What you will do: Report each line of the entries that contains the word "dark", copied in full.

********************

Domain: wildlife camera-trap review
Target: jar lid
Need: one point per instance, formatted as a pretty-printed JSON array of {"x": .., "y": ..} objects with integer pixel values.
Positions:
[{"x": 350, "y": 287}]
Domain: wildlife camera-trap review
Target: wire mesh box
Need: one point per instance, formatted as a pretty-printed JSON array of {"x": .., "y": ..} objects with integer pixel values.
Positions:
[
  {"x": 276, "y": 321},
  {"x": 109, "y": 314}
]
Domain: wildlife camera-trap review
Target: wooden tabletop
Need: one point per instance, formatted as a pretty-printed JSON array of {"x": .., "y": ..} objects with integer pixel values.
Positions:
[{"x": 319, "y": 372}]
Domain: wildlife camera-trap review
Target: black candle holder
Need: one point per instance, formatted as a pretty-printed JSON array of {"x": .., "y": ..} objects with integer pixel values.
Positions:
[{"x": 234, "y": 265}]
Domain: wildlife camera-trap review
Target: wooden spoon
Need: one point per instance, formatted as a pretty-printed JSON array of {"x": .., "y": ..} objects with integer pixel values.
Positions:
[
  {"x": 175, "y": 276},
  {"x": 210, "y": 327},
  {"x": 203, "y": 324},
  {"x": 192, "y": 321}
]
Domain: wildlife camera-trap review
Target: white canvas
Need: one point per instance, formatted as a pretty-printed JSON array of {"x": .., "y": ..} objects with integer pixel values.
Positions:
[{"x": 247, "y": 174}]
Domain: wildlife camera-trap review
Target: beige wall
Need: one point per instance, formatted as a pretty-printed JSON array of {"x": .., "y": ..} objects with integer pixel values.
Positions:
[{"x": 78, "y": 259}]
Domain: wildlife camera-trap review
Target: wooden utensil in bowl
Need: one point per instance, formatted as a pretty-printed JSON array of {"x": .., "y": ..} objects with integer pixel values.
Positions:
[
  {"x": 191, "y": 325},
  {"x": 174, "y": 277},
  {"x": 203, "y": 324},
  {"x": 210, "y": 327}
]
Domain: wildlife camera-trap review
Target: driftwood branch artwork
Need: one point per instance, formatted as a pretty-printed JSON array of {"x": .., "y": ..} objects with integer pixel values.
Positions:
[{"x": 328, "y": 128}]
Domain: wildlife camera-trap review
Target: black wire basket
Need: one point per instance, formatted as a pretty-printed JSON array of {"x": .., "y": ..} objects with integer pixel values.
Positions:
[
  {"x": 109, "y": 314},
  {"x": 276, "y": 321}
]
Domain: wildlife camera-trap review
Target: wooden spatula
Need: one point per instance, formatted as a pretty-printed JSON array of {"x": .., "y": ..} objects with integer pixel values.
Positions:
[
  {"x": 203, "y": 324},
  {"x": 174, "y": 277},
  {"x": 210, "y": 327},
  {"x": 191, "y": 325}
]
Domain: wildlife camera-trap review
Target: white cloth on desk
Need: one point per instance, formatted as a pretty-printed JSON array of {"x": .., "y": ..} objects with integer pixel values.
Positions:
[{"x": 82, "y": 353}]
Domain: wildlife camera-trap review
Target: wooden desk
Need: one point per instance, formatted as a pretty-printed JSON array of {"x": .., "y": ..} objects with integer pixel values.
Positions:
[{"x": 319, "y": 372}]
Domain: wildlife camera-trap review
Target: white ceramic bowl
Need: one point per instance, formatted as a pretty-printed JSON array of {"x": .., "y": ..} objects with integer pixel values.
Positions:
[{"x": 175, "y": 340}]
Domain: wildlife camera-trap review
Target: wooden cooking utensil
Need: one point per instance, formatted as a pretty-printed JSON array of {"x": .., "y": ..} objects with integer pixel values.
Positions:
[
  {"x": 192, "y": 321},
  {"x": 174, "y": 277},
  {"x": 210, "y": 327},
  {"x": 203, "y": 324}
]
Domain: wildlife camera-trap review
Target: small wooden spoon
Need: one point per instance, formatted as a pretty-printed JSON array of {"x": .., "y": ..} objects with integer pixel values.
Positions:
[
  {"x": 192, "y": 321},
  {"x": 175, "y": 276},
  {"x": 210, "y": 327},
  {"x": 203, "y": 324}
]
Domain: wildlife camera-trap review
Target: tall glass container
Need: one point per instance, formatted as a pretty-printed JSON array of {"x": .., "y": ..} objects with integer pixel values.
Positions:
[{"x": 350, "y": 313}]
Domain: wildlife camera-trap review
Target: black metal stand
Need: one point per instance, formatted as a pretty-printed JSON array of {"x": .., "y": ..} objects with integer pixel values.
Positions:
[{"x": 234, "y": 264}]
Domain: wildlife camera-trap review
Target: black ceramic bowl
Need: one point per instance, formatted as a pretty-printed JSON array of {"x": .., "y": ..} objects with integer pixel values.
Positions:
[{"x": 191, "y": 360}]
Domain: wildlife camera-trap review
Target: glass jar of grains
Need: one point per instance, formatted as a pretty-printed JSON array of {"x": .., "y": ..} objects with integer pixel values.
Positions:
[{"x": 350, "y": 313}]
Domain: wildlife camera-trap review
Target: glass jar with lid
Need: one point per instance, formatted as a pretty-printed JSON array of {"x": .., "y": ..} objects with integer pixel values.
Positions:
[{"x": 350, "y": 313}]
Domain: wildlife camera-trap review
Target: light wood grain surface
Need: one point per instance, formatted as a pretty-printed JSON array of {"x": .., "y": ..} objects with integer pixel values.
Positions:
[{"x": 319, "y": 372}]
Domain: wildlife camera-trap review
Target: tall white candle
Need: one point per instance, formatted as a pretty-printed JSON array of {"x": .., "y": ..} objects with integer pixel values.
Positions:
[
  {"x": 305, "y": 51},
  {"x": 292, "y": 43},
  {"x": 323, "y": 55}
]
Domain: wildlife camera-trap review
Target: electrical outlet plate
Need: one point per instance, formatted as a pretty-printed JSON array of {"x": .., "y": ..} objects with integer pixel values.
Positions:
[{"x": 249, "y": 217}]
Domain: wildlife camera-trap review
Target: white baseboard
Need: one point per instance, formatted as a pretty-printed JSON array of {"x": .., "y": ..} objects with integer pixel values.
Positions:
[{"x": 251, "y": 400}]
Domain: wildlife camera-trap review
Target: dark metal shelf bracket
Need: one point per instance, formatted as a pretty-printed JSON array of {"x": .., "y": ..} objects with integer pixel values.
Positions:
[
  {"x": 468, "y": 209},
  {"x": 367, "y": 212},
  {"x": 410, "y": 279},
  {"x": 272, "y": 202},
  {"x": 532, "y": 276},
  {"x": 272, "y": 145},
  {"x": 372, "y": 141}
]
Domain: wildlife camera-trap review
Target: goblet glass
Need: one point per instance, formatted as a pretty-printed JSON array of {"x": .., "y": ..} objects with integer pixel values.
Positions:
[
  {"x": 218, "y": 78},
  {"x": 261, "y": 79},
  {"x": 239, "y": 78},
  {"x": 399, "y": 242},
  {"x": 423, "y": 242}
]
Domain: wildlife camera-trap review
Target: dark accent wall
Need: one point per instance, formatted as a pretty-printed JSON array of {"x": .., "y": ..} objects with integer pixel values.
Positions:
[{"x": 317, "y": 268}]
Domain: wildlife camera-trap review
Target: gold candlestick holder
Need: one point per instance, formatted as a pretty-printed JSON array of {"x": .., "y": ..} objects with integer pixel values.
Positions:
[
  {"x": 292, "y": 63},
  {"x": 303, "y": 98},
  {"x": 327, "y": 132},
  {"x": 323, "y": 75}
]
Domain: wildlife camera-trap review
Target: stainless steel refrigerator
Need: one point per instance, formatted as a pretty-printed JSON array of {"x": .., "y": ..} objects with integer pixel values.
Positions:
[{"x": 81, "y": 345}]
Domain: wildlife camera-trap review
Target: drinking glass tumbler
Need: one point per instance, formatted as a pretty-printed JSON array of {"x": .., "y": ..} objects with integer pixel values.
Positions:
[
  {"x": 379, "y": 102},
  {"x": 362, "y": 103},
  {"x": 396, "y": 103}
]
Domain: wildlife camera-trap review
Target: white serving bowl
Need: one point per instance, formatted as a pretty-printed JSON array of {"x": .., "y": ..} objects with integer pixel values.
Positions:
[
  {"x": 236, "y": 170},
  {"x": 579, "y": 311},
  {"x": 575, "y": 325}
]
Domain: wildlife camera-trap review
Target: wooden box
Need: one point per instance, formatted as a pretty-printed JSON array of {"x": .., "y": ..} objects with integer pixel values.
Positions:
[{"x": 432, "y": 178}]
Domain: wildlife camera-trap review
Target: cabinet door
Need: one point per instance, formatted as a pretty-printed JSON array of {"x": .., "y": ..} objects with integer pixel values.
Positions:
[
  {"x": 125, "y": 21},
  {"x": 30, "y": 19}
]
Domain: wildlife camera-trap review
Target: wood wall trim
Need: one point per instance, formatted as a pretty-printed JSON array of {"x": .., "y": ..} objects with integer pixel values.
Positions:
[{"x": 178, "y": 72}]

********************

Reply to the task:
Target: dark metal shelf bracket
Target: dark accent wall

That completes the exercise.